## Challenge
Copy every record below word for word, line by line, with nothing added or changed.

☆ ☆ ☆ ☆

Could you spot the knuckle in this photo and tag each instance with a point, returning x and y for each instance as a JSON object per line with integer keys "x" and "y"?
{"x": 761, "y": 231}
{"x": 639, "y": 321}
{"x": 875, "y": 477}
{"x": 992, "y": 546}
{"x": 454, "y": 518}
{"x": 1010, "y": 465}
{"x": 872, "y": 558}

☆ ☆ ☆ ☆

## Correct answer
Could you spot the knuckle in this photo and tag each instance with a point, returning x and y for each instance as a JSON object per line with integer keys "x" and "y"?
{"x": 761, "y": 231}
{"x": 639, "y": 321}
{"x": 875, "y": 477}
{"x": 992, "y": 546}
{"x": 454, "y": 518}
{"x": 1010, "y": 465}
{"x": 872, "y": 558}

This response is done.